[Collected data entries]
▼
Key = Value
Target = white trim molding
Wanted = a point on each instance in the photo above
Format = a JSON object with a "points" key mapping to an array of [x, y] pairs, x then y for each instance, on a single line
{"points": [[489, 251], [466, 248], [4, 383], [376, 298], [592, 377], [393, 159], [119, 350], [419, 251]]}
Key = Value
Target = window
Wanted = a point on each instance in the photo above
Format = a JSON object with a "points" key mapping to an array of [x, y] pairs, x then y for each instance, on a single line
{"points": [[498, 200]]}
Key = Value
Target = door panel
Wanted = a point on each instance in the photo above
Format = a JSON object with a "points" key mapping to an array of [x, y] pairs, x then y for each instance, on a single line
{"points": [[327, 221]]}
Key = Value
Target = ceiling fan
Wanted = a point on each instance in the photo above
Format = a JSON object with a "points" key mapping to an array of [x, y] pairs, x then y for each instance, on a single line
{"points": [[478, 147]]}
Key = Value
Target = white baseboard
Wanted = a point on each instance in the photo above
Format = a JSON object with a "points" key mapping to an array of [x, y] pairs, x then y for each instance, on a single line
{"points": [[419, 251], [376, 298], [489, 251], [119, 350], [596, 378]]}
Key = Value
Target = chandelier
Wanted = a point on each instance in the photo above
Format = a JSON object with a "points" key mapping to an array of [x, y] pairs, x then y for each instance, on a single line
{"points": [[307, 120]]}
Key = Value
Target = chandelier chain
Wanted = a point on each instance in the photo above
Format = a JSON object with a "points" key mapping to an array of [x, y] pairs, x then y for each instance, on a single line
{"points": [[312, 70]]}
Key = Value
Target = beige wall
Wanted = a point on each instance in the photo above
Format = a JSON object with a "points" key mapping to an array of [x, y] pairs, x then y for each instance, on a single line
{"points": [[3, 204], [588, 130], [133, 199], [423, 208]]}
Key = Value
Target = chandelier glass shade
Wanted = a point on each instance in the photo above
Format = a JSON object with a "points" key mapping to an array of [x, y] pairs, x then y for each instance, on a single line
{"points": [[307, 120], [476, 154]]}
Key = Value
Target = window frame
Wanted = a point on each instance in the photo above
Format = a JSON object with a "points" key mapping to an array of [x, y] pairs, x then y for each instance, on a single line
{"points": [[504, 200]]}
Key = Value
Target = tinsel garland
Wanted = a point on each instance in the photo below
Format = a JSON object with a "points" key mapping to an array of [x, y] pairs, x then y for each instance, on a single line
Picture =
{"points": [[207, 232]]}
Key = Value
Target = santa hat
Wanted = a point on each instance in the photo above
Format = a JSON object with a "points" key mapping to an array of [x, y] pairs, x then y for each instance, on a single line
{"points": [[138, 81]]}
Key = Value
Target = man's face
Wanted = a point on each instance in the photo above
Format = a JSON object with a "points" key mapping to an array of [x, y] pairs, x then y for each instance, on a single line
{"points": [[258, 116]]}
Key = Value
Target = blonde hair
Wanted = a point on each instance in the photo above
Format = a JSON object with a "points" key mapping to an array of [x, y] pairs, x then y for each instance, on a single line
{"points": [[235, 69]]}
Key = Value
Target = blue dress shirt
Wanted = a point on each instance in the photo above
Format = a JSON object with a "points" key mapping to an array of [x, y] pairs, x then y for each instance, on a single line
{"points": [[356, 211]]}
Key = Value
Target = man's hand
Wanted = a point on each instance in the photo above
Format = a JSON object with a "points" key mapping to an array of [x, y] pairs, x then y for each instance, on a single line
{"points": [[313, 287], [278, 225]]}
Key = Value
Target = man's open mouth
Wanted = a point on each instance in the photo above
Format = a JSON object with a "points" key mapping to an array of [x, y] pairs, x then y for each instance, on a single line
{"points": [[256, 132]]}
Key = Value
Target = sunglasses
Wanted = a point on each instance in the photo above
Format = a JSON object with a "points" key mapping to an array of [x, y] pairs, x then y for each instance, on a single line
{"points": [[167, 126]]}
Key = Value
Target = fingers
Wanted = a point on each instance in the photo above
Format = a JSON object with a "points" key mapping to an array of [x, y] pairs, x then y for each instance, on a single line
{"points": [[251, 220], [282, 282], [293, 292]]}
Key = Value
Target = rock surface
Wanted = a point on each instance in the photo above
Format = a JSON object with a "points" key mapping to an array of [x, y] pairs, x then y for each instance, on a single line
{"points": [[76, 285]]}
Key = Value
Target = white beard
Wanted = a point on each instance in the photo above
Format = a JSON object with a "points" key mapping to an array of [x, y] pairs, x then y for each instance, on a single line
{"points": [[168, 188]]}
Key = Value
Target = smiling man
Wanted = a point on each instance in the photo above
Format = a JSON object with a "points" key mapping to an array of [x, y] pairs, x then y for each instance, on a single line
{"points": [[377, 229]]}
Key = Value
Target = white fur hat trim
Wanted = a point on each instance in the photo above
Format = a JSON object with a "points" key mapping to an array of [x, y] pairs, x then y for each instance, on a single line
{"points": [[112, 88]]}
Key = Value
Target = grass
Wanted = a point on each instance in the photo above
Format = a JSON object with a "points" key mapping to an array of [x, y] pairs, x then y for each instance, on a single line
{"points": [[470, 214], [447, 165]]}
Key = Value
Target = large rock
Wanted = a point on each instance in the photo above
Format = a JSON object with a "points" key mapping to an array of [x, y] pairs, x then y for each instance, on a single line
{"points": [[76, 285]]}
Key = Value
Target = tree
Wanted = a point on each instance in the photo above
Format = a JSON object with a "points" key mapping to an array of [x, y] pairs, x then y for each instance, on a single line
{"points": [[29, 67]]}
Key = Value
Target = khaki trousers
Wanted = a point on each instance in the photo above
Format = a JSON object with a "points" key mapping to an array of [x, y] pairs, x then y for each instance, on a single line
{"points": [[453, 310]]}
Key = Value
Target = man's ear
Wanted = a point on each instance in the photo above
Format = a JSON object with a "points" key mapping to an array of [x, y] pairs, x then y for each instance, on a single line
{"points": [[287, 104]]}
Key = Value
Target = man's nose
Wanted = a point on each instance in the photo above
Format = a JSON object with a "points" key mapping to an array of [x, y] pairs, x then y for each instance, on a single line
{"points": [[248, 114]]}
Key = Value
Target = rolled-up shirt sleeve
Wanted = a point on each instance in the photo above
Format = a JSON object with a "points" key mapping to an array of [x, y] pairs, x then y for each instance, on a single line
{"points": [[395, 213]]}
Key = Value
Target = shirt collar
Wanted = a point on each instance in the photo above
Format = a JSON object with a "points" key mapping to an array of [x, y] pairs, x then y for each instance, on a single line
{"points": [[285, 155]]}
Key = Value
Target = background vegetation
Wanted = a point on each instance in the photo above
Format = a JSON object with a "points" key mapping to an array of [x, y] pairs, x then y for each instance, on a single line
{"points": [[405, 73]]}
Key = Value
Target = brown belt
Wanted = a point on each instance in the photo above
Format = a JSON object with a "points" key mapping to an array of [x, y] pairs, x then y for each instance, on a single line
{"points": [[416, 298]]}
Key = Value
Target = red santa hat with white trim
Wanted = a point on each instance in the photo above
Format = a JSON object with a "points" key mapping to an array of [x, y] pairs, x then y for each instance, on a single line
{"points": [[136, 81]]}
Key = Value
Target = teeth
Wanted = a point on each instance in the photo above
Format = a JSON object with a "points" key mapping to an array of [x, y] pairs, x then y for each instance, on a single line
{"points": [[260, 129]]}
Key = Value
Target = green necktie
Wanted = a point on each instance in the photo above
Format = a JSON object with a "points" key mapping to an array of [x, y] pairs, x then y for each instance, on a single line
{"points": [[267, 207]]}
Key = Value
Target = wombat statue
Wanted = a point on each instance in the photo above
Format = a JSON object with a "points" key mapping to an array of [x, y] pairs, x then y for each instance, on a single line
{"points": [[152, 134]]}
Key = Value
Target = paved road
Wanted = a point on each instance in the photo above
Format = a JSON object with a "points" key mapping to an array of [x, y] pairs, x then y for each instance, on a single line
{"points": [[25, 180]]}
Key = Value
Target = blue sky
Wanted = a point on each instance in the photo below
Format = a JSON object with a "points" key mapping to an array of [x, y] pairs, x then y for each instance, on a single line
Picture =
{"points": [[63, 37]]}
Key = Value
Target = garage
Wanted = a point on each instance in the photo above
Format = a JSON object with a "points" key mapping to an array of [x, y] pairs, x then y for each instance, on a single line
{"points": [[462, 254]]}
▲
_Task details:_
Scan the entries above for the word "rock", then copy every line in which it occurs.

_Written response:_
Target = rock surface
Target = large rock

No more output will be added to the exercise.